-- PROBLEM DETAILS --
Present every line of the material below as a numbered list, leaving out any blank lines.

-- INPUT --

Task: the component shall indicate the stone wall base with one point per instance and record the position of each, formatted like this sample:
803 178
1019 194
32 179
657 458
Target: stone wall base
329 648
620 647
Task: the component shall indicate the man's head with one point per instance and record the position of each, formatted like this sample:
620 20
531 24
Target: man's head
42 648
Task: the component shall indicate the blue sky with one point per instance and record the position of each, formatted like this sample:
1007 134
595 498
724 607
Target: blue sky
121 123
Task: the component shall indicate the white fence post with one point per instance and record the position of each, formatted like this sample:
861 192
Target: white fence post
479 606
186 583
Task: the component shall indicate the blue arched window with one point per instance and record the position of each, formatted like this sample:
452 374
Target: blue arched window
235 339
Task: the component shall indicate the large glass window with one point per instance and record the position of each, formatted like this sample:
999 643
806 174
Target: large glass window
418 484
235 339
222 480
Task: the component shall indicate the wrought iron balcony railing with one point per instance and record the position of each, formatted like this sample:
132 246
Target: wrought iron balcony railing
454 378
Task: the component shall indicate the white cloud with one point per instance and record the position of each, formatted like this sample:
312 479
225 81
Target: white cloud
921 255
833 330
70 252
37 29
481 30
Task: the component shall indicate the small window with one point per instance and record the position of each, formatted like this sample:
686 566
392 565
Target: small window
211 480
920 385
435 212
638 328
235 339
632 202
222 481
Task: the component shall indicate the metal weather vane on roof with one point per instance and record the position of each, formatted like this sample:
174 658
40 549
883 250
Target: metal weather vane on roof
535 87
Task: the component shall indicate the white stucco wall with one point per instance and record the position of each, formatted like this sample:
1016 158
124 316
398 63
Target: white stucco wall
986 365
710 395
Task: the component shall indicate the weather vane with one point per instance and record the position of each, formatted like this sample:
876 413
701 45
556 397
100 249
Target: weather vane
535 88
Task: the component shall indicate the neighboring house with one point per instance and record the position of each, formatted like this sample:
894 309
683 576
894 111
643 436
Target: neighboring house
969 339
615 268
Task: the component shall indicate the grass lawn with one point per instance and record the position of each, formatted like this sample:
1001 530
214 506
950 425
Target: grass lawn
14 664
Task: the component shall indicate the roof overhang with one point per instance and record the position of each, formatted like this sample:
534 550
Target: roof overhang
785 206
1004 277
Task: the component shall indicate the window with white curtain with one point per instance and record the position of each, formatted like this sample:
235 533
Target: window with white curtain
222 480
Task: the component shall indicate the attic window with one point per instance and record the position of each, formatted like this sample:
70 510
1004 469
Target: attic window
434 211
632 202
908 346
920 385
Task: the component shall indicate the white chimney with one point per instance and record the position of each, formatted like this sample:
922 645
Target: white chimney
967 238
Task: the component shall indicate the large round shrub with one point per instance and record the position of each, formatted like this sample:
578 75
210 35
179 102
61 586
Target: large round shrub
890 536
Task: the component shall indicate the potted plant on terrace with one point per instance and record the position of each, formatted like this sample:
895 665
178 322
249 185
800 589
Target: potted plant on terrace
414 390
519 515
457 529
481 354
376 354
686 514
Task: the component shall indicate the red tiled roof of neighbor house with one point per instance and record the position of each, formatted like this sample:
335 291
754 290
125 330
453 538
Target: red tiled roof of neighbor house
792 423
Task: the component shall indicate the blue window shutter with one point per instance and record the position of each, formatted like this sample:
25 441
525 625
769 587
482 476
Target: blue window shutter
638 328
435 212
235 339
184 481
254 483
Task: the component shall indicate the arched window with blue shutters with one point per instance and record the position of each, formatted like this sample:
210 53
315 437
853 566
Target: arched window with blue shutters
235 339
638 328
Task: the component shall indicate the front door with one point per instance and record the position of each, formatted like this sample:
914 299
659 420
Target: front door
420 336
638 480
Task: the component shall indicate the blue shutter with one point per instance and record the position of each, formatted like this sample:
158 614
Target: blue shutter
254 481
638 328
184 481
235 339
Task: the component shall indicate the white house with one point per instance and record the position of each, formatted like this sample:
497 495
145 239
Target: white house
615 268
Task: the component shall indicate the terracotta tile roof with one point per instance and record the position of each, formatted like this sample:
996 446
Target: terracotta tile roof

-- RESPONSE TO THIS TASK --
1. Task: the component shall indicate the stone wall base with one point per instance and record the position of each, formatted like this sample:
2. 803 178
3. 1019 194
4. 32 179
5. 657 458
6. Target: stone wall base
7. 329 648
8. 620 647
9. Task: the component shall indicate the man's head with one point per instance and record the position of each, formatted like this sample:
10. 620 20
11. 531 24
12. Target: man's head
13. 42 648
14. Task: the component shall indicate the blue sky with one point per instance and record the position of each, formatted like this sample:
15. 1007 134
16. 595 498
17. 724 607
18. Target: blue sky
19. 121 123
20. Task: the component shall indicate the white fence post with one point per instance and record the position of each, formatted like this sample:
21. 861 192
22. Target: white fence post
23. 479 606
24. 186 583
25. Task: the component shall indicate the blue arched window with one point per instance and record the position of each, formatted like this sample:
26. 452 374
27. Target: blue arched window
28. 235 339
29. Task: the component shall indicate the large glass window with one point per instance and record the position of each, formatted like this sample:
30. 999 643
31. 806 174
32. Target: large glass window
33. 418 484
34. 235 339
35. 222 480
36. Task: the component shall indicate the wrought iron balcony railing with one point per instance and record the position of each, formatted like this sample:
37. 132 246
38. Target: wrought iron balcony railing
39. 454 378
40. Task: the component shall indicate the white cloud with one point per instance and record the position of each, formatted like this sample:
41. 312 479
42. 225 81
43. Target: white cloud
44. 921 255
45. 833 330
46. 70 252
47. 37 29
48. 481 30
49. Task: the component shall indicate the small window with one point per instance and record the position of each, formatted like this sample:
50. 686 566
51. 392 565
52. Target: small window
53. 211 480
54. 920 385
55. 435 212
56. 638 328
57. 235 339
58. 632 202
59. 222 481
60. Task: the component shall indicate the metal weather vane on roof with one point per instance and record the position of each, formatted like this sample:
61. 174 658
62. 40 549
63. 883 250
64. Target: metal weather vane on roof
65. 535 87
66. Task: the component shall indicate the white stucco wall with one point per instance and record the position of each, formatted like this sample:
67. 1016 158
68. 124 316
69. 398 63
70. Target: white stucco wall
71. 986 365
72. 710 395
73. Task: the component shall indicate the weather vane with one point per instance and record the position of each, formatted like this sample:
74. 876 413
75. 701 45
76. 556 397
77. 100 249
78. Target: weather vane
79. 535 88
80. Task: the component shall indicate the neighboring house with one point per instance and record the position of each, formatted like this sample:
81. 894 309
82. 683 576
83. 894 111
84. 643 436
85. Target: neighboring house
86. 969 339
87. 615 268
88. Task: the component shall indicate the grass lawn with one point per instance and record the position of each, formatted like this sample:
89. 1001 530
90. 214 506
91. 950 425
92. Target: grass lawn
93. 14 664
94. Task: the component shall indicate the roof overhang with one point per instance and record the position of each, formatted like this sample:
95. 534 550
96. Target: roof overhang
97. 785 206
98. 1004 277
99. Task: the component shall indicate the window with white curtain with one point per instance and record the position of each, formatted like this sample:
100. 235 533
101. Target: window with white curtain
102. 222 480
103. Task: the component shall indicate the attic window with one point per instance and record the position of each, formatted like this sample:
104. 70 510
105. 1004 469
106. Target: attic window
107. 434 211
108. 632 202
109. 908 346
110. 920 385
111. Task: the component shall indicate the white chimney with one point per instance and record the position of each, formatted like this sample:
112. 922 645
113. Target: white chimney
114. 967 238
115. Task: the component shall indicate the large round shrub with one point per instance and record the position of each, formatted like this sample:
116. 578 75
117. 210 35
118. 179 102
119. 61 586
120. Target: large round shrub
121. 890 536
122. Task: the component shall indicate the potted plant on terrace with one point per instance and record the position of each, formatted like this sample:
123. 895 665
124. 178 322
125. 249 185
126. 800 589
127. Target: potted plant on terrace
128. 414 390
129. 519 515
130. 457 529
131. 481 354
132. 376 354
133. 686 514
134. Task: the component shall indicate the red tiled roof of neighbor house with one point per instance and record the position of each, formatted like this sample:
135. 335 291
136. 754 290
137. 125 330
138. 453 538
139. Target: red tiled roof of neighbor house
140. 792 423
141. Task: the component shall indicate the blue window shutter with one point per instance and record the position of each, formatted like this sample:
142. 25 441
143. 525 625
144. 769 587
145. 482 476
146. Target: blue window shutter
147. 638 328
148. 435 212
149. 235 339
150. 184 481
151. 254 483
152. Task: the component shall indicate the arched window with blue shutters with one point per instance and record the position of each, formatted like this sample:
153. 210 53
154. 315 437
155. 853 566
156. Target: arched window with blue shutters
157. 235 339
158. 638 328
159. Task: the component shall indicate the front door with one point per instance and record the position of each, formatted like this sample:
160. 914 299
161. 659 420
162. Target: front door
163. 420 336
164. 638 480
165. Task: the component shall indicate the blue shutter with one point per instance and record the position of each, formatted like this sample:
166. 158 614
167. Target: blue shutter
168. 254 481
169. 638 328
170. 184 481
171. 235 339
172. Task: the component shall indicate the white house with one point per instance and record the position of each, formatted like this sample:
173. 497 495
174. 145 239
175. Target: white house
176. 615 268
177. Task: the component shall indicate the terracotta tile roof with one point per instance and record the position of each, formatted like this sample:
178. 996 446
179. Target: terracotta tile roof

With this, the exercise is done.